[What the exercise asks]
Set out every line of the records below as a numbered list, leaving out any blank lines.

[Some records]
----
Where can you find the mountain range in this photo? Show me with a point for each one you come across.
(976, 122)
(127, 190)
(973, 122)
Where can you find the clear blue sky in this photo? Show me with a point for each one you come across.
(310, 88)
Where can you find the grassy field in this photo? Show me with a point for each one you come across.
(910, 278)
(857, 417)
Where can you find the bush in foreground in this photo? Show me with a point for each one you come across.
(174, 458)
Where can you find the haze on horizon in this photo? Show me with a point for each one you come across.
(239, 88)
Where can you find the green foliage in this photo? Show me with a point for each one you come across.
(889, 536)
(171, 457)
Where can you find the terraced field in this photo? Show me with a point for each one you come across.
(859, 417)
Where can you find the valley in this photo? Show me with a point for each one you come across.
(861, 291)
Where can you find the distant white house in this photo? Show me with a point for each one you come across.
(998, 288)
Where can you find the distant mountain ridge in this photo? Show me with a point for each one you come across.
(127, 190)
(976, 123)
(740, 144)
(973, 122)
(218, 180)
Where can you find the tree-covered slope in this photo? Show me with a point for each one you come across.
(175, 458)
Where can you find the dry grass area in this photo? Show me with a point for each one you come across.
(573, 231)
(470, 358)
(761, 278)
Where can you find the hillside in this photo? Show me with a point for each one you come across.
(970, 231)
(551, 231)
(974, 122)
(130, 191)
----
[Reply]
1. Where can you find the mountain range in this photo? Show me with a point for each one you come across.
2. (976, 122)
3. (127, 190)
4. (973, 122)
5. Where can you find the clear blue sky in this photo? Show me with a point for each one you come across.
6. (310, 88)
7. Where can you find the grassy field in this photo? Show me with a point for each one you come across.
8. (910, 278)
9. (857, 417)
10. Where can you find the bush in foreground in this photo? Show me with a point for each one you come across.
11. (174, 458)
12. Where can you find the haze on horizon in this photo? Show me with a point for each one you come across.
13. (239, 88)
14. Where can you find the green foliage in this photo? Show me with a point for each one you come across.
15. (889, 536)
16. (171, 457)
17. Where can you find the terraced field in this photo? Show me with a point for each one you come across.
18. (859, 417)
19. Where can you find the valley in this photo? Show me with a point for each one you come across.
20. (861, 291)
21. Where can you find the distant white house in this photo? Show me with a point for each one you come across.
22. (998, 288)
23. Where can you find the distant mountain ridge in this photo? Show me with a point for each one you come across.
24. (127, 190)
25. (976, 123)
26. (740, 144)
27. (973, 122)
28. (218, 180)
29. Where can you find the tree-covered slope in this photo? Show me with a point for each one you come across.
30. (175, 458)
31. Where can you find the dry grass area in this photo? Show me with a point for each one you come across.
32. (573, 231)
33. (470, 358)
34. (761, 278)
35. Where can you find the hillside in this photo? Show me with a point for each one you come across.
36. (970, 231)
37. (551, 231)
38. (974, 122)
39. (130, 191)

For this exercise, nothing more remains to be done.